- _Problem_
Rewrite the data from the line containing "the tuba, place" through the line containing "Target: man's hand on trumpet", both included, as a numbered list with blank lines omitted.

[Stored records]
====

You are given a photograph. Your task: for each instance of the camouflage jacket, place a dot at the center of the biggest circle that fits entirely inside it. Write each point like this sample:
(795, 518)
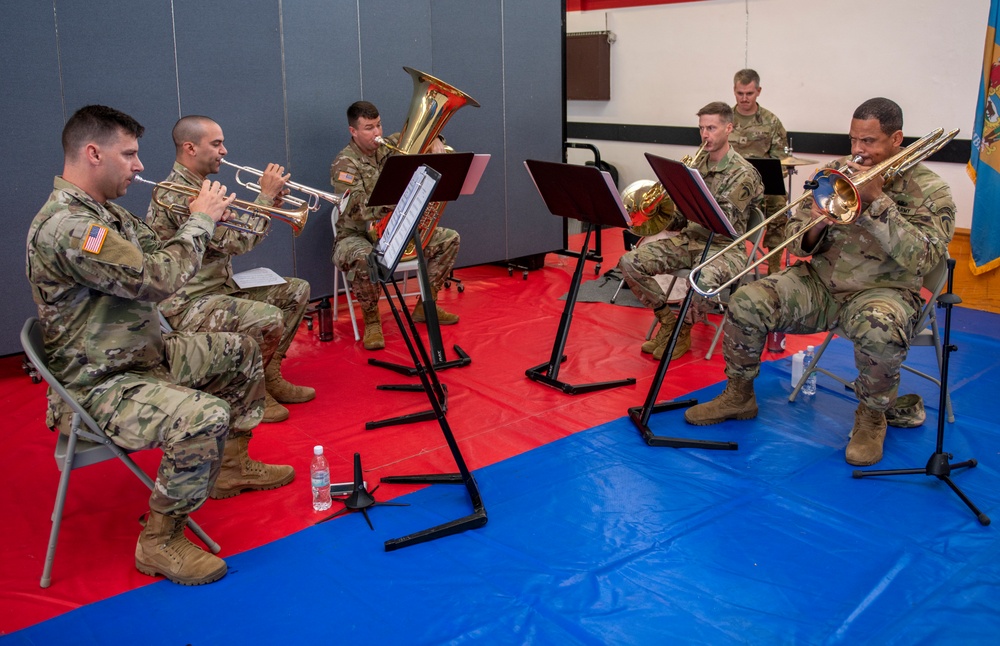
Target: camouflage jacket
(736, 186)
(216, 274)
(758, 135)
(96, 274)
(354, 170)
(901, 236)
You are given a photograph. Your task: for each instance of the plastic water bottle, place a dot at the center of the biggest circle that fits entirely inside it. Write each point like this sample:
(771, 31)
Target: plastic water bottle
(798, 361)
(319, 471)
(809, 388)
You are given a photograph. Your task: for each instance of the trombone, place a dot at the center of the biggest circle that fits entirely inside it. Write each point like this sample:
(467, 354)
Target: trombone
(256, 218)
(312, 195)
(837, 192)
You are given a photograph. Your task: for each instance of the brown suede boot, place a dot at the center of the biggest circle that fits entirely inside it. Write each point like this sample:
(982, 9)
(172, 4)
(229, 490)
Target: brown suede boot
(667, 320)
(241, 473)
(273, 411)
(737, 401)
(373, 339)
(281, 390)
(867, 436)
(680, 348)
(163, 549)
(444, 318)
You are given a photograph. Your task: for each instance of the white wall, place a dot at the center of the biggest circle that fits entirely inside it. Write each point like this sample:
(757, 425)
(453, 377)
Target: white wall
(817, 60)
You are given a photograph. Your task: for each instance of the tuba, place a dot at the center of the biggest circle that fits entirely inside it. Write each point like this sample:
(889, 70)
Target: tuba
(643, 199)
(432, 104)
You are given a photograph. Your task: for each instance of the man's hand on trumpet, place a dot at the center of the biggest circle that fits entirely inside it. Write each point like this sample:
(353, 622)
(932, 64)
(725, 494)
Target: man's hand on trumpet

====

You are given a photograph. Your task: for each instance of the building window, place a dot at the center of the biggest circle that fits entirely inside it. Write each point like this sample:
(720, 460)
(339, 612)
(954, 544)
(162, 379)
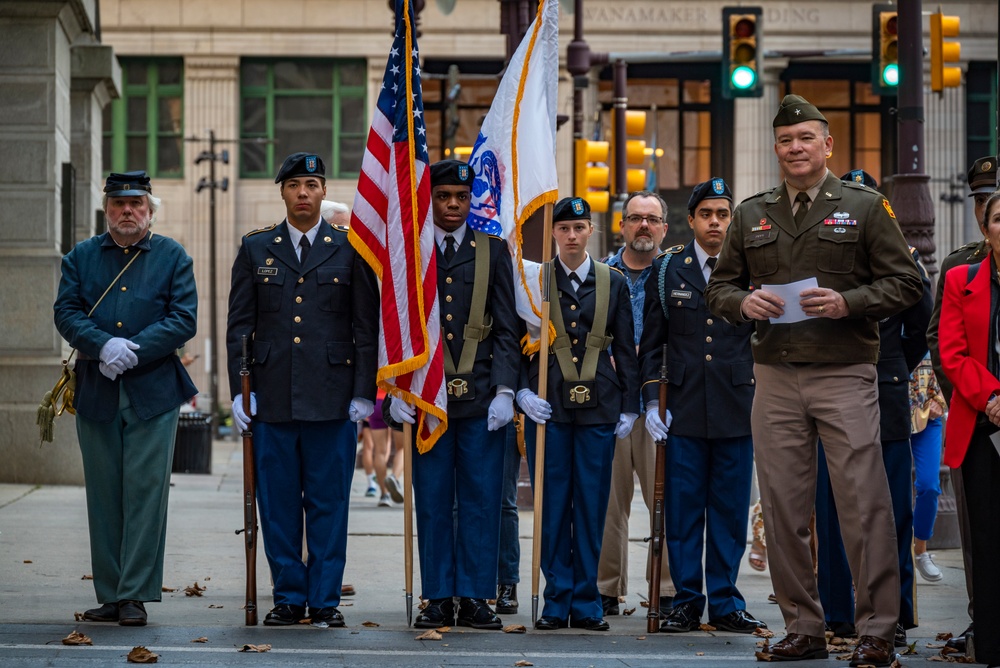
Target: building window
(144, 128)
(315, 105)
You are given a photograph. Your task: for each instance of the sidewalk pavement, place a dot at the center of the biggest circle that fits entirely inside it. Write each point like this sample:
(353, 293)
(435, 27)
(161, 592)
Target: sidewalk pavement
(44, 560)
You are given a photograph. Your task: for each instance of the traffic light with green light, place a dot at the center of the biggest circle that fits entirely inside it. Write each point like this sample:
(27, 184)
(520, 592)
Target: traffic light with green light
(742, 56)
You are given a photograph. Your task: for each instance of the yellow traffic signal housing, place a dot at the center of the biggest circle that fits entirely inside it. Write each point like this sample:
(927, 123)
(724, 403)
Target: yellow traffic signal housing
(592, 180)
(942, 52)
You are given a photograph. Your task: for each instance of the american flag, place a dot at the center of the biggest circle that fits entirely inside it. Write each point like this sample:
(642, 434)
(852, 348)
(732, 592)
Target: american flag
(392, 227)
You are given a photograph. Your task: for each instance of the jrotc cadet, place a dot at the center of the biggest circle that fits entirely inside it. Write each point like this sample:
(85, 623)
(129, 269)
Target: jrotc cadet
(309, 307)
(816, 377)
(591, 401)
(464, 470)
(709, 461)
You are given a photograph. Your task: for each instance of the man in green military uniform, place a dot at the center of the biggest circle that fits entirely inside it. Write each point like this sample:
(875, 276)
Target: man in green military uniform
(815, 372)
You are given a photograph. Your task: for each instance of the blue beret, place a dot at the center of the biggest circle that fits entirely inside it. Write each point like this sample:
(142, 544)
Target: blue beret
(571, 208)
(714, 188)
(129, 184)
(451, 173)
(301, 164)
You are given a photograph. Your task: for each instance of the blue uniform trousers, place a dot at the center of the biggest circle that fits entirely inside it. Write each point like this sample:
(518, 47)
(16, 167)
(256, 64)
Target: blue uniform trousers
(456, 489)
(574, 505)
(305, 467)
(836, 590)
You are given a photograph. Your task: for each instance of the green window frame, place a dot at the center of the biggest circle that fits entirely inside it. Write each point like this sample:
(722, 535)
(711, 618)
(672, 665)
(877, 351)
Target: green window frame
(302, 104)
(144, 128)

====

- _Answer for this exercise_
1. You are given a photograph. Your task: for each instance of the tuba, place a dot at the center of the biggest circle that fits entirely inside it. Write each point like this sample:
2. (889, 70)
3. Target: tuba
4. (643, 199)
5. (432, 104)
6. You are given a photograph. Your task: for each instance of the man's hand on trumpet, place a dot at the center of the biggest circle that fits entirely inside it. Write each point like this sample:
7. (353, 622)
8. (932, 64)
9. (725, 494)
10. Target: man's hand on trumpet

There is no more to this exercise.